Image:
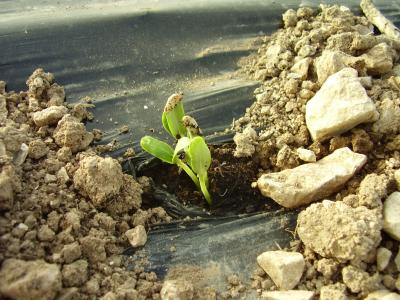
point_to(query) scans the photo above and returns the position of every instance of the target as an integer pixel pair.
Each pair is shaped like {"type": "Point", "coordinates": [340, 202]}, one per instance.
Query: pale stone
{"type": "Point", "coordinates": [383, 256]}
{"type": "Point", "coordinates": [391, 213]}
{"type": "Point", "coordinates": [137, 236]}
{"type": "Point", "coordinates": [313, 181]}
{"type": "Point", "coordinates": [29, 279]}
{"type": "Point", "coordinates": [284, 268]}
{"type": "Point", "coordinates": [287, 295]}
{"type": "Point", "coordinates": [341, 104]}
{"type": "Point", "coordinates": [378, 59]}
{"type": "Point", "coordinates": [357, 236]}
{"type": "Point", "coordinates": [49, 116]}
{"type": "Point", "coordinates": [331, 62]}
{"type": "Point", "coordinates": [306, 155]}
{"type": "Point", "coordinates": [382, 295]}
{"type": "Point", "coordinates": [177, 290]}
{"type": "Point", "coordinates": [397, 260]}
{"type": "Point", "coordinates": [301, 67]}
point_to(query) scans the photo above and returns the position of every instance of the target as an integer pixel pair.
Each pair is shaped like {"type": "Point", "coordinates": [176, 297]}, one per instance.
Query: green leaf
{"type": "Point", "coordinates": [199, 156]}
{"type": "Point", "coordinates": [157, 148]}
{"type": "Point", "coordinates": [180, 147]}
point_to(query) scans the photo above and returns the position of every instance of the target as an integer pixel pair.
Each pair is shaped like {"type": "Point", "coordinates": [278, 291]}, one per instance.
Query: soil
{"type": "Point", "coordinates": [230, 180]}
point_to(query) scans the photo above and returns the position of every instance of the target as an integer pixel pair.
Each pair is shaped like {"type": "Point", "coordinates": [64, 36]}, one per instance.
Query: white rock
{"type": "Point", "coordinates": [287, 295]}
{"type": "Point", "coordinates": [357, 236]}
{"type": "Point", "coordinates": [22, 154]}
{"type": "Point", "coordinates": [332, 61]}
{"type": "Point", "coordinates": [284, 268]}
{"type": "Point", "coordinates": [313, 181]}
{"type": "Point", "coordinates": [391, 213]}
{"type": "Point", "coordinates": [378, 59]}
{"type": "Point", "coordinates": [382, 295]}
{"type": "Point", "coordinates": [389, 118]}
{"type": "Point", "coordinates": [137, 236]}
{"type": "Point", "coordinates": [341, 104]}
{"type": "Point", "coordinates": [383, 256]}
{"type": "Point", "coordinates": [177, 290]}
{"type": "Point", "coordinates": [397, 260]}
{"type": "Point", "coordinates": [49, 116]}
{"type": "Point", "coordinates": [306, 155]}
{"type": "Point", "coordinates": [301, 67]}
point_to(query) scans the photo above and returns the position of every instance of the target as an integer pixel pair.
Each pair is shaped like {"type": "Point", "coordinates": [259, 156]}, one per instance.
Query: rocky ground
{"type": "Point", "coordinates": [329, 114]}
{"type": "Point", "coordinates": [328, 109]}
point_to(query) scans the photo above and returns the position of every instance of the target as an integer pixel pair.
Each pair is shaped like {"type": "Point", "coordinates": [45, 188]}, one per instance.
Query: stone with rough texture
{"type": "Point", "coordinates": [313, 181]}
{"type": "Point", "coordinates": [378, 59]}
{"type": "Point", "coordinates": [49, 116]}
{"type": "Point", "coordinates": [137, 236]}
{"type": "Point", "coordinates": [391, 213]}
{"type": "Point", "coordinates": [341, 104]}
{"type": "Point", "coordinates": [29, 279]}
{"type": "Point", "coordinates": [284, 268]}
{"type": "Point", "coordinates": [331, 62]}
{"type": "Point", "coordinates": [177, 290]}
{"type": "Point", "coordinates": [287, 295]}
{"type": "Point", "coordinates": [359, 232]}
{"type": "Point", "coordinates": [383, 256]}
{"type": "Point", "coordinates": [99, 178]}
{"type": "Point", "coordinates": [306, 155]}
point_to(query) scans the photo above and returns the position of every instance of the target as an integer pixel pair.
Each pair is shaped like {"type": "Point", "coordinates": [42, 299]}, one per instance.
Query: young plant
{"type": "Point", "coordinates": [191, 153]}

····················

● Work to do: Format all of the data above as a two-column CSV with the headers input and output, with one row for each text and its answer. Put each value in a single quoted field with line breaks replaced by spaces, and omit the pictures.

● Exercise output:
input,output
"Image: point_to(query) scans the photo above and returns the position of every instance of the target as an integer pixel pair. Each pair is shaped like {""type"": ""Point"", ""coordinates"": [340, 202]}, one per instance. Query: pale stone","{""type"": ""Point"", ""coordinates"": [383, 256]} {""type"": ""Point"", ""coordinates"": [391, 213]} {""type"": ""Point"", ""coordinates"": [137, 236]} {""type"": ""Point"", ""coordinates"": [313, 181]} {""type"": ""Point"", ""coordinates"": [29, 279]} {""type"": ""Point"", ""coordinates"": [284, 268]} {""type"": ""Point"", ""coordinates"": [287, 295]} {""type"": ""Point"", ""coordinates"": [341, 104]} {""type"": ""Point"", ""coordinates"": [378, 59]} {""type"": ""Point"", ""coordinates"": [357, 236]} {""type"": ""Point"", ""coordinates"": [49, 116]} {""type"": ""Point"", ""coordinates"": [331, 62]} {""type"": ""Point"", ""coordinates"": [306, 155]} {""type"": ""Point"", ""coordinates"": [382, 295]} {""type"": ""Point"", ""coordinates"": [177, 290]} {""type"": ""Point"", ""coordinates"": [397, 260]} {""type"": ""Point"", ""coordinates"": [301, 67]}"
"point_to(query) scans the photo above and returns the position of every instance of the target as an integer pixel pair. Each pair is shaped like {""type"": ""Point"", ""coordinates"": [176, 297]}, one per instance. Query: green leaf","{""type"": ""Point"", ""coordinates"": [199, 156]} {""type"": ""Point"", ""coordinates"": [157, 148]} {""type"": ""Point"", ""coordinates"": [180, 147]}"
"point_to(query) scans the photo above and returns the position of every instance of the target as an integer pixel pair. Each pair is shaped like {""type"": ""Point"", ""coordinates"": [278, 291]}, one per instance. Query: soil","{""type"": ""Point"", ""coordinates"": [230, 180]}"
"point_to(query) scans the photo above and returns the position of every instance of the target as an integer pixel pair. Each pair is shaped like {""type"": ""Point"", ""coordinates"": [64, 36]}, one per instance. Query: white rock","{""type"": ""Point"", ""coordinates"": [287, 295]} {""type"": ""Point"", ""coordinates"": [357, 236]} {""type"": ""Point"", ""coordinates"": [22, 154]} {""type"": ""Point"", ""coordinates"": [332, 61]} {""type"": ""Point"", ""coordinates"": [284, 268]} {""type"": ""Point"", ""coordinates"": [313, 181]} {""type"": ""Point"", ""coordinates"": [391, 213]} {""type"": ""Point"", ""coordinates"": [378, 59]} {""type"": ""Point"", ""coordinates"": [382, 295]} {""type"": ""Point"", ""coordinates"": [389, 118]} {""type"": ""Point"", ""coordinates"": [137, 236]} {""type"": ""Point"", ""coordinates"": [341, 104]} {""type"": ""Point"", ""coordinates"": [383, 256]} {""type"": ""Point"", ""coordinates"": [177, 290]} {""type"": ""Point"", ""coordinates"": [397, 260]} {""type"": ""Point"", ""coordinates"": [49, 116]} {""type"": ""Point"", ""coordinates"": [306, 155]} {""type"": ""Point"", ""coordinates"": [301, 67]}"
"point_to(query) scans the photo above and returns the position of every instance of the target as an integer pixel pair. Each pair is shaped like {""type"": ""Point"", ""coordinates"": [259, 156]}, one per instance. Query: rocky ground","{""type"": ""Point"", ""coordinates"": [329, 114]} {""type"": ""Point"", ""coordinates"": [328, 109]}"
"point_to(query) scans the photo above and returns the position of every instance of the target as an integer pixel pair. Each pair is shaped like {""type"": ""Point"", ""coordinates"": [45, 188]}, one per instance. Query: stone with rough texture","{""type"": ""Point"", ""coordinates"": [313, 181]} {""type"": ""Point"", ""coordinates"": [378, 59]} {""type"": ""Point"", ""coordinates"": [49, 116]} {""type"": ""Point"", ""coordinates"": [137, 236]} {""type"": ""Point"", ""coordinates"": [391, 213]} {""type"": ""Point"", ""coordinates"": [341, 104]} {""type"": ""Point"", ""coordinates"": [29, 279]} {""type"": ""Point"", ""coordinates"": [284, 268]} {""type"": ""Point"", ""coordinates"": [331, 62]} {""type"": ""Point"", ""coordinates"": [177, 290]} {""type"": ""Point"", ""coordinates"": [287, 295]} {""type"": ""Point"", ""coordinates"": [359, 232]} {""type"": ""Point"", ""coordinates"": [383, 256]} {""type"": ""Point"", ""coordinates"": [99, 178]} {""type"": ""Point"", ""coordinates"": [306, 155]}"
"point_to(query) scans the photo above and returns the position of every instance of the target as an integer pixel pair. Each pair is shaped like {""type"": ""Point"", ""coordinates"": [42, 299]}, one per instance. Query: young plant","{""type"": ""Point"", ""coordinates"": [191, 153]}"